• PROMPT 1
Extract every line of the entries below that contains the word "wooden".

• PAGE TEXT
Landlord harassment is illegal. California state law and local city ordinances protect tenants against harassment. Whether physical or verbal, all landlord harassment has the same goal—to force the tenant to move out. Harassment is when a landlord uses persistent aggressive methods, fraud, coercion, or intimidation to get a tenant to do what the landlord wants. Harassment is meant to disrupt the tenant’s legal right to quiet enjoyment of their unit in order to force the tenant to move or to force the tenant to refrain from pursuing any potential legal rights they may have against the landlord.
In rent-controlled jurisdictions, such as San Francisco, Berkeley, Richmond, Mountain View, Alameda, Los Angeles, and Oakland, landlords are highly motivated to get long-term tenants to move out in order to raise the rent to market rate. Many landlords rely on the assumption that tenants do not know their legal rights. Harassment of the tenant is pursued to avoid costly legal fees and the hassle of a legal eviction and, most importantly, the landlord typically has no actual cause to evict the tenant other than their bad faith motivation to substantially raise the rent.

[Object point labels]
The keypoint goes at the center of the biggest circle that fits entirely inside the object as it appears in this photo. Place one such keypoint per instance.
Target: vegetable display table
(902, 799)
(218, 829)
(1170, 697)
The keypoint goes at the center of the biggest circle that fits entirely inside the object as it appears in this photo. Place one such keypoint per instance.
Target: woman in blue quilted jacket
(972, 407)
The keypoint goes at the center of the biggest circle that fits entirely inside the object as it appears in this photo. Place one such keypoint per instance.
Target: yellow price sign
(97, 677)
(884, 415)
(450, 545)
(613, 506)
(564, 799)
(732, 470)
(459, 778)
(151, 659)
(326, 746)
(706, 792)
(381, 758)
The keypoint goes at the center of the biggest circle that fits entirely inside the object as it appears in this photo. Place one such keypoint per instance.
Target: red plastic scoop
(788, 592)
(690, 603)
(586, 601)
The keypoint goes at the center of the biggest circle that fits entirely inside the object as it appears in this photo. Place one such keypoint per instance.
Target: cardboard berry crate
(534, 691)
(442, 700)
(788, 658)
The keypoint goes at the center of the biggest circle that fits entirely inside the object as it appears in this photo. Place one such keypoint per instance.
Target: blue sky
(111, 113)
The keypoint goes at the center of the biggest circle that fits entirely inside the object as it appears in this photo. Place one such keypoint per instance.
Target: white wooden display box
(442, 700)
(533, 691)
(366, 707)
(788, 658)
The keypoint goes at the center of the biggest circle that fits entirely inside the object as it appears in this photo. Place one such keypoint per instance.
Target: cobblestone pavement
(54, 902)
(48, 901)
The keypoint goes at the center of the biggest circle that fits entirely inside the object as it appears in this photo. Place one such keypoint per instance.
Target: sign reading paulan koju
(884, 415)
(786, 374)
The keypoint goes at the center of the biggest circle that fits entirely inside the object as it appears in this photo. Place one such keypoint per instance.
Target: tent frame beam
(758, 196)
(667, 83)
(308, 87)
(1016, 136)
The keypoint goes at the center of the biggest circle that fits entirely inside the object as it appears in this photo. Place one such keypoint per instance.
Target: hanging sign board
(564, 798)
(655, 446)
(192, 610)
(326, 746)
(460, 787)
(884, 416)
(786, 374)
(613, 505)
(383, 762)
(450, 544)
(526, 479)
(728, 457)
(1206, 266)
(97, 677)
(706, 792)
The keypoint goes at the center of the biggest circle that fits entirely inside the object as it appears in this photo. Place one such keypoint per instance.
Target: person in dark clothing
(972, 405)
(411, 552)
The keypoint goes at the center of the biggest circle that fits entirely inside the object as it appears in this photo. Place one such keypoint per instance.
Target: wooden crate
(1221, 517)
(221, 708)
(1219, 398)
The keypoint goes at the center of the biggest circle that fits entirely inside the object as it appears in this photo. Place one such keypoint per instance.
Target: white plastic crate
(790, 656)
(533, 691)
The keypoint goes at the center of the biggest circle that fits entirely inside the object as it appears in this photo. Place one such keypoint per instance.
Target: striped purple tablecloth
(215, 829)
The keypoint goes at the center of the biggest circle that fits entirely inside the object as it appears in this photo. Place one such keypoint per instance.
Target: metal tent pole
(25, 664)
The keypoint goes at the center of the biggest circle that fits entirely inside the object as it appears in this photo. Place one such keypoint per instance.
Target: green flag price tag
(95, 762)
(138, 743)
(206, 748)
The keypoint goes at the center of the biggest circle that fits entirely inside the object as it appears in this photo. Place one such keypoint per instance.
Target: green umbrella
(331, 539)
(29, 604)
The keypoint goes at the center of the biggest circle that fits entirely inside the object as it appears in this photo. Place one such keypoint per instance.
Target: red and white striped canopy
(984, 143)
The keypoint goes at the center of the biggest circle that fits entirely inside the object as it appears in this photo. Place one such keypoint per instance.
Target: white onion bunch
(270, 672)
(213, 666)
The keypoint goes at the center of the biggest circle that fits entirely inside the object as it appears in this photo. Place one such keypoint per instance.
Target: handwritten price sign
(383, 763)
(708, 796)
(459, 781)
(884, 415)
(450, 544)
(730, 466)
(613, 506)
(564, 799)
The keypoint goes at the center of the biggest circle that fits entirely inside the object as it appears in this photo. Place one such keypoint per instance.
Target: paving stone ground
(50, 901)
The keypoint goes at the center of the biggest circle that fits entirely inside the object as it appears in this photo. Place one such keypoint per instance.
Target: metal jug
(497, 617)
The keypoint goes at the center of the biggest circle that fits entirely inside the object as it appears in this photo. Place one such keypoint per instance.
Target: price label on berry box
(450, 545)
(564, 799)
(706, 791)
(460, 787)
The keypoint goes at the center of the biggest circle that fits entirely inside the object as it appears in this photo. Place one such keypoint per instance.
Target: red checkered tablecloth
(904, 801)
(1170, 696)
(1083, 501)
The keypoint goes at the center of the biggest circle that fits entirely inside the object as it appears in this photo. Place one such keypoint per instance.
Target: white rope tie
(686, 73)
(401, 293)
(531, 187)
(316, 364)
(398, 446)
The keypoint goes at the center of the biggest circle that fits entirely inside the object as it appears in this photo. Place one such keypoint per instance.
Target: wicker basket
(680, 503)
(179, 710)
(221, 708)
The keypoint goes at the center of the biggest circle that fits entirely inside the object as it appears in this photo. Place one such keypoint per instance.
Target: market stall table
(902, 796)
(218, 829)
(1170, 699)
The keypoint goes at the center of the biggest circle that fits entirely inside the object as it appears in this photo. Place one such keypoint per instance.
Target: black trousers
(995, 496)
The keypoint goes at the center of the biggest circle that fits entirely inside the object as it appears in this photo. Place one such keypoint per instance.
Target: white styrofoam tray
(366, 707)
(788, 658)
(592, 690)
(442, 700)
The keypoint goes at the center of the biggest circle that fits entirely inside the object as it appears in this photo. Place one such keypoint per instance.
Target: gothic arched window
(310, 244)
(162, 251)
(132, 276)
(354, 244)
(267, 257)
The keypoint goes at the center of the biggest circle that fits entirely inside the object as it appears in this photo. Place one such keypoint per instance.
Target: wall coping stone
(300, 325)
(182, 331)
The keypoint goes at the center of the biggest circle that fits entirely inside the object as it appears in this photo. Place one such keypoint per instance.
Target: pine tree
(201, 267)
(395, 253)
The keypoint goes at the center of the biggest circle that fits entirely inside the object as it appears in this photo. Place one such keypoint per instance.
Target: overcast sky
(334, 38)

* * *

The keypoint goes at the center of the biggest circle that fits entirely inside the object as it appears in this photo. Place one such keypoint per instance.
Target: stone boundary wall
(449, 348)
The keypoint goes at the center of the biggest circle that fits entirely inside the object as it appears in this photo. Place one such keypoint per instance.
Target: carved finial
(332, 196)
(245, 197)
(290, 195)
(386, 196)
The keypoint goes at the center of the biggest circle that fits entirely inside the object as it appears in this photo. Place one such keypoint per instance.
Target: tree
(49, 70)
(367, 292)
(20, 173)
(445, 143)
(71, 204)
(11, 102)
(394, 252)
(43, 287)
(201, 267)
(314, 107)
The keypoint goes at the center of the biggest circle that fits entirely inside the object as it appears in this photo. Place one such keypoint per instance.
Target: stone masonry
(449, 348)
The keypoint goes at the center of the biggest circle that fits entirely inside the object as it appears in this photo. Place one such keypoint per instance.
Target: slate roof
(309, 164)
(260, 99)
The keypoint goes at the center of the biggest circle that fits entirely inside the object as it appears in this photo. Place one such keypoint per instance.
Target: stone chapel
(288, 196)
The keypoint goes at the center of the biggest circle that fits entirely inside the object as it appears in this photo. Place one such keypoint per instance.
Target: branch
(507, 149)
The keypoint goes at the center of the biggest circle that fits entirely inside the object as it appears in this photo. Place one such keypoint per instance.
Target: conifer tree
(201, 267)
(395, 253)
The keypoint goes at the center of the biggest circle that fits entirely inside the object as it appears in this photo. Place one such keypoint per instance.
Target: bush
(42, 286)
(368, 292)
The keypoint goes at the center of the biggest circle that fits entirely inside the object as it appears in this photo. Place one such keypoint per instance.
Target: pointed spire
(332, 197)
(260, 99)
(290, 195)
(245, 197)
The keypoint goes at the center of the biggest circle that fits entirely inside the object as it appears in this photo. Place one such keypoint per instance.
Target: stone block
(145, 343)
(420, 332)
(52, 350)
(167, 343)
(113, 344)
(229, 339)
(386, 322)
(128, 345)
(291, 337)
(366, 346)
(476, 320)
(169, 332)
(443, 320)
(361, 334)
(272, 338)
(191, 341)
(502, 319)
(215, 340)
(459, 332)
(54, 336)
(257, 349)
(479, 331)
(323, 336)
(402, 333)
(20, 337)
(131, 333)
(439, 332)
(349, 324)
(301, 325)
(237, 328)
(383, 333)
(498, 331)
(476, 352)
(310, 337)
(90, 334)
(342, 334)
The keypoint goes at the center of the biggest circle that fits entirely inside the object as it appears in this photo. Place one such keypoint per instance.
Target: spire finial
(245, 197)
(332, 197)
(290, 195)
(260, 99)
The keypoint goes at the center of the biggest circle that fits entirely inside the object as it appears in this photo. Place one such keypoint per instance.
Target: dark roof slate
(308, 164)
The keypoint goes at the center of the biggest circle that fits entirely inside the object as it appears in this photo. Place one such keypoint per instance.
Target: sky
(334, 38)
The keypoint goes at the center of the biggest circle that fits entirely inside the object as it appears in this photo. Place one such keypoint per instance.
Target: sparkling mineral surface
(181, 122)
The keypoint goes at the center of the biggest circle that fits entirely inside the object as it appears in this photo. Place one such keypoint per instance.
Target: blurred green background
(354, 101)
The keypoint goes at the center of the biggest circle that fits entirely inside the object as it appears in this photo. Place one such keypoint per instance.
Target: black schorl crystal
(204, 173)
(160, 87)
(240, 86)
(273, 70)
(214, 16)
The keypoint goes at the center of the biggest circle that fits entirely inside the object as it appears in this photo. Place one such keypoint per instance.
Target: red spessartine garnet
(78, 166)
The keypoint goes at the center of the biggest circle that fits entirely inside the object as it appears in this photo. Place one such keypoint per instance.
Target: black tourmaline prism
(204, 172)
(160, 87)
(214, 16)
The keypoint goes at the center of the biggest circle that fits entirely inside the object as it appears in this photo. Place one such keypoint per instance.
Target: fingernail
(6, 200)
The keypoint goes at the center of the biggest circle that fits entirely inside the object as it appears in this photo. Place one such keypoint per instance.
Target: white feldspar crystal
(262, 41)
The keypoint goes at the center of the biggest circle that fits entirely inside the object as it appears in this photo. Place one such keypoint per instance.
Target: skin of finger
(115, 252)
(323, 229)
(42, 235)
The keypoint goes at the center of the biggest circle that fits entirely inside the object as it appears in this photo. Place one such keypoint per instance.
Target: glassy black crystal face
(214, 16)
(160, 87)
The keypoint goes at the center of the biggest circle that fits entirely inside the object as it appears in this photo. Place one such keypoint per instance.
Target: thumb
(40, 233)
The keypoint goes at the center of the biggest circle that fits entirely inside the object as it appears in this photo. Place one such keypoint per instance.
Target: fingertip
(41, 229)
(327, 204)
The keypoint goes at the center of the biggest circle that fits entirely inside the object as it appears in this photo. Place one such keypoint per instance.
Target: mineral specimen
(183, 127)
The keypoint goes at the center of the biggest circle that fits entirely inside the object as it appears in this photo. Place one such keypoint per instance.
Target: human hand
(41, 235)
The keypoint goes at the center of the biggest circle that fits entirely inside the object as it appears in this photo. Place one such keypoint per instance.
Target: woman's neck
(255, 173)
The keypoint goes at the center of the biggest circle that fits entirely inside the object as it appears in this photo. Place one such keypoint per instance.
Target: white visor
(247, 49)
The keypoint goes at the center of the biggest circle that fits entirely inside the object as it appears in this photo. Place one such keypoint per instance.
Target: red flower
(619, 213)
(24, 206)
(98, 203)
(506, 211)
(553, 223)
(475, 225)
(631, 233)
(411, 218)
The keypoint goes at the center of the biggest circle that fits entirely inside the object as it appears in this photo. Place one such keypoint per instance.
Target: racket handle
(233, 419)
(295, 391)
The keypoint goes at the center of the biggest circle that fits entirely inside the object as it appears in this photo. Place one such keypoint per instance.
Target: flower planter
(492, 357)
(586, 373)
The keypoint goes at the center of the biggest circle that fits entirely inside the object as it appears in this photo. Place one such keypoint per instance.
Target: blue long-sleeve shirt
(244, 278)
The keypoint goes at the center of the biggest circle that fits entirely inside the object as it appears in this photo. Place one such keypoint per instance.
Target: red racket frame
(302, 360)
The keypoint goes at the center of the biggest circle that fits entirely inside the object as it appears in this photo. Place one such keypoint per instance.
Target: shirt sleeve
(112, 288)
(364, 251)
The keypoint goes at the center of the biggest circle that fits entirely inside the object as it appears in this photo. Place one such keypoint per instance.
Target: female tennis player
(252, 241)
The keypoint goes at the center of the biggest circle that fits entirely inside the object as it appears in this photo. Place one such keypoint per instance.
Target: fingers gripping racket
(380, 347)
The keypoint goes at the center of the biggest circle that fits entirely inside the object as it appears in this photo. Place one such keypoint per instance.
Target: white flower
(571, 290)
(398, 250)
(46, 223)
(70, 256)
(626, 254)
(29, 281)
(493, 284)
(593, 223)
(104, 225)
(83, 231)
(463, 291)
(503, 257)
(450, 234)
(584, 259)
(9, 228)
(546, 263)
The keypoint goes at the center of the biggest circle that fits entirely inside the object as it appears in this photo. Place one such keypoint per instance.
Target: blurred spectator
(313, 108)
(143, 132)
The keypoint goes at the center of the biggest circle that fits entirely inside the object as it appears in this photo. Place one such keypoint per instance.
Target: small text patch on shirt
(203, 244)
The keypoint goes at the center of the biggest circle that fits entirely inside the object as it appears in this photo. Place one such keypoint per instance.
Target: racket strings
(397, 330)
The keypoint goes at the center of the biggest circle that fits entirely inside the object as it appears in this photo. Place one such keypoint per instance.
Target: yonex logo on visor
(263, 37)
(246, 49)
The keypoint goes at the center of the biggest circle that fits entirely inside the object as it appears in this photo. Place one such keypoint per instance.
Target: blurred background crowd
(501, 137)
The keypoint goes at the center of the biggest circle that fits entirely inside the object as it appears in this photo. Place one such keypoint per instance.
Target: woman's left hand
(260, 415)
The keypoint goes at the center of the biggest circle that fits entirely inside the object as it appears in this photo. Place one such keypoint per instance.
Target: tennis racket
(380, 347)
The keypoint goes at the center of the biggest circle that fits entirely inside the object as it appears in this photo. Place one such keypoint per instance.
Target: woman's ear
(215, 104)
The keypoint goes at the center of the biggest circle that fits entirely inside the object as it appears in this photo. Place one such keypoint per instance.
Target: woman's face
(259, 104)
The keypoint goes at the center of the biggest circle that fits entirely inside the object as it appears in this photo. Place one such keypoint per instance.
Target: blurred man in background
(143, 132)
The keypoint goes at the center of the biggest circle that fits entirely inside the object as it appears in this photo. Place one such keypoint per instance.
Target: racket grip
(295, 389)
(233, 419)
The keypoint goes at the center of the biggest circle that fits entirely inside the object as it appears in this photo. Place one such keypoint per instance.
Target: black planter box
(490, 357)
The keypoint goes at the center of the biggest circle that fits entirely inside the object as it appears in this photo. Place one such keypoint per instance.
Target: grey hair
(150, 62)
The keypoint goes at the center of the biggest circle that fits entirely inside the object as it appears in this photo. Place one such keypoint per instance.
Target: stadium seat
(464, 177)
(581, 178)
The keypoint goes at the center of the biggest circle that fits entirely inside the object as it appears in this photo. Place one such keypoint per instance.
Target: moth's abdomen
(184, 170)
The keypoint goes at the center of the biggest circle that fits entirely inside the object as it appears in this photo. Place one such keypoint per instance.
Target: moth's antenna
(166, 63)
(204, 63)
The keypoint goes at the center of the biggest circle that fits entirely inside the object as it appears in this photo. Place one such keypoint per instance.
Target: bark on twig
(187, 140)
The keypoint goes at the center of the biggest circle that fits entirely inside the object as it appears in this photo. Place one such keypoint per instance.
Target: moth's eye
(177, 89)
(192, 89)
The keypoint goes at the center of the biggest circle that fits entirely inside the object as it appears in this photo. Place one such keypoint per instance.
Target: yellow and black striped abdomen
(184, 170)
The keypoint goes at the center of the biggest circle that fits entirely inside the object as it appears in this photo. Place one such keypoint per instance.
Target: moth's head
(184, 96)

• PROMPT 2
According to the passage on landlord harassment above, what is the shared goal of all landlord harassment, whether physical or verbal?

• TASK SOLUTION 1
Target: white wooden display box
Target: wooden crate

• TASK SOLUTION 2
To force the tenant to move out.